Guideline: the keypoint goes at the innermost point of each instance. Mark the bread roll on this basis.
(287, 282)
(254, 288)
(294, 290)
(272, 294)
━━━━━━━━━━━━━━━━━━━━━━━━━━━━━━
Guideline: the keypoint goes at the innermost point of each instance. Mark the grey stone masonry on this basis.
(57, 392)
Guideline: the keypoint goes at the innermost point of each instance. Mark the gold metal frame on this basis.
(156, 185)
━━━━━━━━━━━━━━━━━━━━━━━━━━━━━━
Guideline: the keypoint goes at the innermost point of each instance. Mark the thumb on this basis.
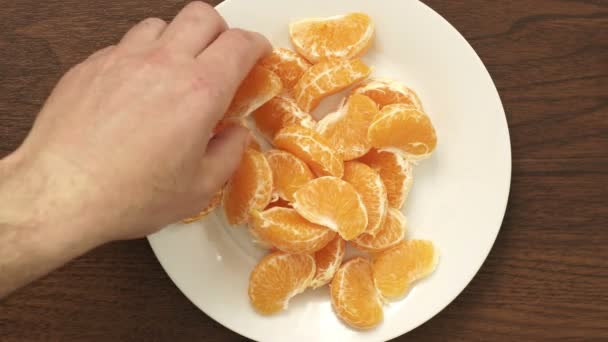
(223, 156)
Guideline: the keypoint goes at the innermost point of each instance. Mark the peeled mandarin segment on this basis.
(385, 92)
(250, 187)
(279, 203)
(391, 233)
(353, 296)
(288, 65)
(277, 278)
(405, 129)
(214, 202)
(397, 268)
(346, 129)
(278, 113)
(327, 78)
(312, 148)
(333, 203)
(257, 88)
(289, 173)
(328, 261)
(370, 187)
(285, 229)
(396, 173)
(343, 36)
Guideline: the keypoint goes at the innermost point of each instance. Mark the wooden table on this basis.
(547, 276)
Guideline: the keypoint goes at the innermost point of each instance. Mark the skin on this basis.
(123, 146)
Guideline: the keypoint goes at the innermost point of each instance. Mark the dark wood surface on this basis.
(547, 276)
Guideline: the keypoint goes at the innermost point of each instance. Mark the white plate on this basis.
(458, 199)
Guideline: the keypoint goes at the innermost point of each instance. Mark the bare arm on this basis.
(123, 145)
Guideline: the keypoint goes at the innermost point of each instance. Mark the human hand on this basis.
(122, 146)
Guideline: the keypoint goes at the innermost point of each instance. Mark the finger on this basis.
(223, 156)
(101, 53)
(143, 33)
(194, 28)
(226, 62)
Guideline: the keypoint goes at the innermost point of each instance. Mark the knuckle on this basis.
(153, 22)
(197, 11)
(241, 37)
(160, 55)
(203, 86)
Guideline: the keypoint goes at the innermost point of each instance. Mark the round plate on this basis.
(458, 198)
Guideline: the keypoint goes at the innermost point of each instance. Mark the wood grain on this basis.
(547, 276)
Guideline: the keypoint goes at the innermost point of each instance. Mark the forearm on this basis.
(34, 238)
━━━━━━━━━━━━━━━━━━━━━━━━━━━━━━
[The problem]: Return each line of the listing above that contains the word "plate".

[Exercise result]:
Guideline: the keypoint goes at the innermost point of each instance. Mark the white plate on this basis.
Guideline: the keypoint goes at the innermost point of each instance. Mark the round plate on this basis.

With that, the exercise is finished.